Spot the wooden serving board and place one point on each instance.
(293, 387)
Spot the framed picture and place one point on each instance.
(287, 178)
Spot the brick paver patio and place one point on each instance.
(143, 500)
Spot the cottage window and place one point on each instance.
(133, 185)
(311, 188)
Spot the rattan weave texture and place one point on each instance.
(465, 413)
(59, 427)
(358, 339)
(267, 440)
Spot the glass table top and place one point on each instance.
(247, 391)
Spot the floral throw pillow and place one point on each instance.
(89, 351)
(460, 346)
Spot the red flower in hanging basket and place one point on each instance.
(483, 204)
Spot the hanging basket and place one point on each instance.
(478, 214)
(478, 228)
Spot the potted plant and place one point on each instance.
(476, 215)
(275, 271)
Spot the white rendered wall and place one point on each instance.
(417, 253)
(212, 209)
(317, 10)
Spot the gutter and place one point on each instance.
━━━━━━━━
Exercise brief: Exactly reproduce all of the entries above.

Problem solution:
Spot the wooden serving board and place one point on each instance.
(293, 387)
Spot the framed picture and place one point on each instance.
(287, 178)
Spot the brick paver patio and place one point on each instance.
(143, 500)
Spot the cottage window and place one point on each instance.
(133, 185)
(311, 188)
Spot the rattan weave texture and place one point on each instance.
(465, 413)
(59, 427)
(358, 339)
(267, 440)
Spot the glass table top and place one point on each instance.
(247, 391)
Spot the floral throw pillow and place one point on each instance.
(89, 351)
(460, 346)
Spot the red flower in hanging basket and place one point on each instance.
(483, 204)
Spot the hanging basket and place one point on each instance.
(478, 214)
(478, 228)
Spot the potted plant and place one point on each instance.
(476, 215)
(275, 271)
Spot the white rendered wall and place one point on each instance.
(417, 253)
(212, 209)
(317, 10)
Spot the gutter and place one point on each instance.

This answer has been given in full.